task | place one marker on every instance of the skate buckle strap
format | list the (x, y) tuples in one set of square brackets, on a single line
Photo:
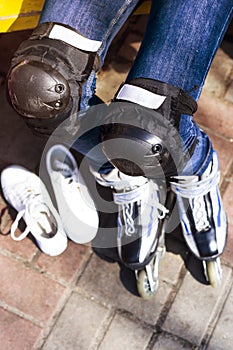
[(15, 225)]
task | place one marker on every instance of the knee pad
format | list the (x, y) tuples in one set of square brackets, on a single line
[(141, 141), (45, 79)]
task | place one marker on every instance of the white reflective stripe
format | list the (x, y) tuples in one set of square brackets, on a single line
[(71, 37), (140, 96)]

################

▶ **What you need to do**
One number is the full answer: how many lines of the records include the string "place".

▶ **Your solution**
3